Records contained in a dataset:
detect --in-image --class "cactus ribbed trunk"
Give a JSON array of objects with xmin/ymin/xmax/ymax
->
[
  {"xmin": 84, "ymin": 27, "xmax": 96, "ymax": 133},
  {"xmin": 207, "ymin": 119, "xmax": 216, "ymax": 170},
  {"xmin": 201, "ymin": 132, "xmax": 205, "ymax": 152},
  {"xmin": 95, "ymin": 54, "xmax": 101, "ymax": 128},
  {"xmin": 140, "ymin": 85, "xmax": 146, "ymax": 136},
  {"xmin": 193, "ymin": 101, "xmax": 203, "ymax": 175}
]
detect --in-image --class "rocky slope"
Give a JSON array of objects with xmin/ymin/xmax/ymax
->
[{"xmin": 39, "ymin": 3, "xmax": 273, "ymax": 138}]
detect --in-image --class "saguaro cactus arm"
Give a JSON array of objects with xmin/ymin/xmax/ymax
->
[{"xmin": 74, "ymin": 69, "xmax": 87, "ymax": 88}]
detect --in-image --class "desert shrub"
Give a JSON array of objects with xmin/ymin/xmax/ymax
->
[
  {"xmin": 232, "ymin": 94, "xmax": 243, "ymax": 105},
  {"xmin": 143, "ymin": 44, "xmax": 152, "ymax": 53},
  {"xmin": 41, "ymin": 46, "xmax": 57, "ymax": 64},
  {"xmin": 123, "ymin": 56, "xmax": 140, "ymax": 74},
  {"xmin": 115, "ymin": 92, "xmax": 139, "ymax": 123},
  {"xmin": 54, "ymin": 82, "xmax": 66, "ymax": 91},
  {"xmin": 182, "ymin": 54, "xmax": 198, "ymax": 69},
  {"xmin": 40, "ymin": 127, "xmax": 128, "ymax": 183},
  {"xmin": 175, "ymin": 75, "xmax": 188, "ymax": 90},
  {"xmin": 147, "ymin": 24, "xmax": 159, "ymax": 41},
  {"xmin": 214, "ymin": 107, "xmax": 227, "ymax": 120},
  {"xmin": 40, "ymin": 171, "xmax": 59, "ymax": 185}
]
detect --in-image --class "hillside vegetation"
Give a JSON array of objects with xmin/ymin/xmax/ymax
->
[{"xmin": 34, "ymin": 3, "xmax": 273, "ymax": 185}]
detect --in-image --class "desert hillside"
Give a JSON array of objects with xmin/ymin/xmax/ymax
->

◆ What is needed ◆
Show every line of the records above that contains the word "detect".

◆ Result ◆
detect --in-image --class "cactus ribbed trunk"
detect --in-image --class "rocky slope"
detect --in-image --class "saguaro cactus arm"
detect --in-image --class "desert shrub"
detect --in-image --class "hillside vegetation"
detect --in-image --class "desert hillside"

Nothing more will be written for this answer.